**WHAT YOU ARE ASKED TO DO**: Copy every line of the entries that has the string "door" in it.
━━ GIVEN RECORDS ━━
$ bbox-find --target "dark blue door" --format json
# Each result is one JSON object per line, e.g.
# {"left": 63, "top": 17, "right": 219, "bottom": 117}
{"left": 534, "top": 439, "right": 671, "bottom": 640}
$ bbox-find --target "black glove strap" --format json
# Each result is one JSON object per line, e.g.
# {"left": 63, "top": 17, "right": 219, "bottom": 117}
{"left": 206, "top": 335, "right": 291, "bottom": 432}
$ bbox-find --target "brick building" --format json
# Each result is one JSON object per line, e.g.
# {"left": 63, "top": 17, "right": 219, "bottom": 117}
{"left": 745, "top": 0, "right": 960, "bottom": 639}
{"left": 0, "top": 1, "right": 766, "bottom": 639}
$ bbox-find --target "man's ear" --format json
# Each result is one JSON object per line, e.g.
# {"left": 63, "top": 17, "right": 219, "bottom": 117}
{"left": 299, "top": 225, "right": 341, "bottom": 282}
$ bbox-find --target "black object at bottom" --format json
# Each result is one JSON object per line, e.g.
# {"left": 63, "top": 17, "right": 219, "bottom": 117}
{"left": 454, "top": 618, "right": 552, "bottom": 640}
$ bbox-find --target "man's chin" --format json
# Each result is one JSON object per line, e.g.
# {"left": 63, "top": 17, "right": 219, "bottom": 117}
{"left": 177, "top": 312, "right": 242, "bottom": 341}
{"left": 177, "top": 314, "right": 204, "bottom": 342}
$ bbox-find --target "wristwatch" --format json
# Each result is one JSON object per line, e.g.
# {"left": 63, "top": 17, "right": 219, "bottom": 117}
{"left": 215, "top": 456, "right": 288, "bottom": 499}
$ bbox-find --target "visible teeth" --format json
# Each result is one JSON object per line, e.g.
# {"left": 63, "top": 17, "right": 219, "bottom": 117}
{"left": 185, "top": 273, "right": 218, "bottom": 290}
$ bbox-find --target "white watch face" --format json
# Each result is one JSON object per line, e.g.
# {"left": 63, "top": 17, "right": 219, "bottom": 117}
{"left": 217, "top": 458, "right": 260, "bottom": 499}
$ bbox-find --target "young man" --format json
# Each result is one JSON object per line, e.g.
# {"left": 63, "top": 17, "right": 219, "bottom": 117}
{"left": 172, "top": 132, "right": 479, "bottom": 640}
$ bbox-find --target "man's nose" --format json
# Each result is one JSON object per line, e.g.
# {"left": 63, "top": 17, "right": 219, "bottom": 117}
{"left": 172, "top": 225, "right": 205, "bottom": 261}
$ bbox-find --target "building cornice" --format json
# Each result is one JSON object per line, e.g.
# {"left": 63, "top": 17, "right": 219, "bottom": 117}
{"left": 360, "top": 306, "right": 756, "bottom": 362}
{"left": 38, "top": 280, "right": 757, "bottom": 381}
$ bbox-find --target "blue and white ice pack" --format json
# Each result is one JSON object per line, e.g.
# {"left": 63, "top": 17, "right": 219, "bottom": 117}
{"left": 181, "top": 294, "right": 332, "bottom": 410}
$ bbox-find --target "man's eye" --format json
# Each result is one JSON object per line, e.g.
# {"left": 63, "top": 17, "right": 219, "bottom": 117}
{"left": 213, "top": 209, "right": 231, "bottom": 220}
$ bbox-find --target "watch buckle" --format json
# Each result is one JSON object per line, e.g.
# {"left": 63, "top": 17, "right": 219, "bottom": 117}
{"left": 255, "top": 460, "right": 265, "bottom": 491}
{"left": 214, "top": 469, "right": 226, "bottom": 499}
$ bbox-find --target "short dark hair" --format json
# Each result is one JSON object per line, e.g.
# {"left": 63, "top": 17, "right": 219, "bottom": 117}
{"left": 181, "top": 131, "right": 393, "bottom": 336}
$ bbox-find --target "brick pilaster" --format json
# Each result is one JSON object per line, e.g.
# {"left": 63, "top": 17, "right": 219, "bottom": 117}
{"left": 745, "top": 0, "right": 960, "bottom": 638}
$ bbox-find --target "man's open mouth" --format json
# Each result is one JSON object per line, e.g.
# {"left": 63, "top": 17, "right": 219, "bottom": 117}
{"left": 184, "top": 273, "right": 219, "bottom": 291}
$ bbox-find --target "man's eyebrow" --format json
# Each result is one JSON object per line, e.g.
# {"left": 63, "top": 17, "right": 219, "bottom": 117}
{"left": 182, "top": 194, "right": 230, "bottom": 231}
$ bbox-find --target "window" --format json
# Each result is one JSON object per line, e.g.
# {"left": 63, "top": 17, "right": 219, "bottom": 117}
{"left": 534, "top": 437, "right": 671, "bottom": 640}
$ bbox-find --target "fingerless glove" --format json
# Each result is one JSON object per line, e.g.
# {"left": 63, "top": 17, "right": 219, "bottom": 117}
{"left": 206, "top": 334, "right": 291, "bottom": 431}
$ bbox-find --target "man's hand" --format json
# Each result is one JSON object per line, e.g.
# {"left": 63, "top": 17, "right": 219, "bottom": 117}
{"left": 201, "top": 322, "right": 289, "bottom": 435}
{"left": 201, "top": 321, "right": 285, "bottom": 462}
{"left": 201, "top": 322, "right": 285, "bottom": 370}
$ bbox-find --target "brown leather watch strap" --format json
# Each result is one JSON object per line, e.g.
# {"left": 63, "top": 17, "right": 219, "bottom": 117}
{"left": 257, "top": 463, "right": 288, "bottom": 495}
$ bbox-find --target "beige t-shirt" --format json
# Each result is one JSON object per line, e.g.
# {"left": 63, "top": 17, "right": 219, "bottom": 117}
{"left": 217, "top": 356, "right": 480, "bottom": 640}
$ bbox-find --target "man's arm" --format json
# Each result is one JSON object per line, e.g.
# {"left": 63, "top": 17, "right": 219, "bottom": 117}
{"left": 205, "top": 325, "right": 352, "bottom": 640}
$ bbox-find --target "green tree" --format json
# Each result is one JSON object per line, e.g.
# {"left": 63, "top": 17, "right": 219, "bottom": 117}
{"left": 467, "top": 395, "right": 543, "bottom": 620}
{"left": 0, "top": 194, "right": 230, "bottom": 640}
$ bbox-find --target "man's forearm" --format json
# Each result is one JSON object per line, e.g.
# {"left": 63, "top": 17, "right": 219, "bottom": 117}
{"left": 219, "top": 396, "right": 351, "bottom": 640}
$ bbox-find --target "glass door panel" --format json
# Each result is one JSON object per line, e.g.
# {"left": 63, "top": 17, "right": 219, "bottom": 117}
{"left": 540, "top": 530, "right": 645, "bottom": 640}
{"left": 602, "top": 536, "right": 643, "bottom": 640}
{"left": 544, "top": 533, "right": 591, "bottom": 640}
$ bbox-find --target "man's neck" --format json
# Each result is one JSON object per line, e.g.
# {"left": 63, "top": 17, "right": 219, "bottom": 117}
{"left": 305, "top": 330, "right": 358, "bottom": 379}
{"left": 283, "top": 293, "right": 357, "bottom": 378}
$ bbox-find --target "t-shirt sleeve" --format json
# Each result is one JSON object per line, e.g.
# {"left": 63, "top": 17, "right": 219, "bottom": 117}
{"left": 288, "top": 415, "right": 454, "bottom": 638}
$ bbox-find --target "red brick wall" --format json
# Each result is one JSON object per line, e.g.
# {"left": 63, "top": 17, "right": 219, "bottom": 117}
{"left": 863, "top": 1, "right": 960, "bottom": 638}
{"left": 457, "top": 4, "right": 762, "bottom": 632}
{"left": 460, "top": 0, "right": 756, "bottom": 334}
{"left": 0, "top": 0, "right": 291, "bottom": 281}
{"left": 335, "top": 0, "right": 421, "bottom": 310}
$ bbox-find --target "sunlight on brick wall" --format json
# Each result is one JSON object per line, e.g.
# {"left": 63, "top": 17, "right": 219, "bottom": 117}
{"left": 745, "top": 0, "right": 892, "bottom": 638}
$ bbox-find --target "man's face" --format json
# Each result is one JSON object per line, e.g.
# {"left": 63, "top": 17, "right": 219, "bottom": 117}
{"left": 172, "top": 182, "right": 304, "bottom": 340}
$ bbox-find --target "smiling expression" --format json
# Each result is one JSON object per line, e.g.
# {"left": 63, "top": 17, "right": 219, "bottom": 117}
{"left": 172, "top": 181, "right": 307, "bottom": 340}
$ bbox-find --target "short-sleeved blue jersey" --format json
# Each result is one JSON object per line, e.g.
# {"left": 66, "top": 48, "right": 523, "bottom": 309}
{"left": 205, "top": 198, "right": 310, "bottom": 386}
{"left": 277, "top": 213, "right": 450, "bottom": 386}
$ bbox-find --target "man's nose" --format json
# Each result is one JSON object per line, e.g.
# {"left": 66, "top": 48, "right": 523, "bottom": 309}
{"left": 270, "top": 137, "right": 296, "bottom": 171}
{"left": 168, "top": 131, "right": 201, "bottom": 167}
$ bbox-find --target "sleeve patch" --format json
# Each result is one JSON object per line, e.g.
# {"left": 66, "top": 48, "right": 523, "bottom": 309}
━━━
**FINISHED TASK**:
$ bbox-find --target "dark blue door" --format json
$ bbox-find --target "glass door panel" --format json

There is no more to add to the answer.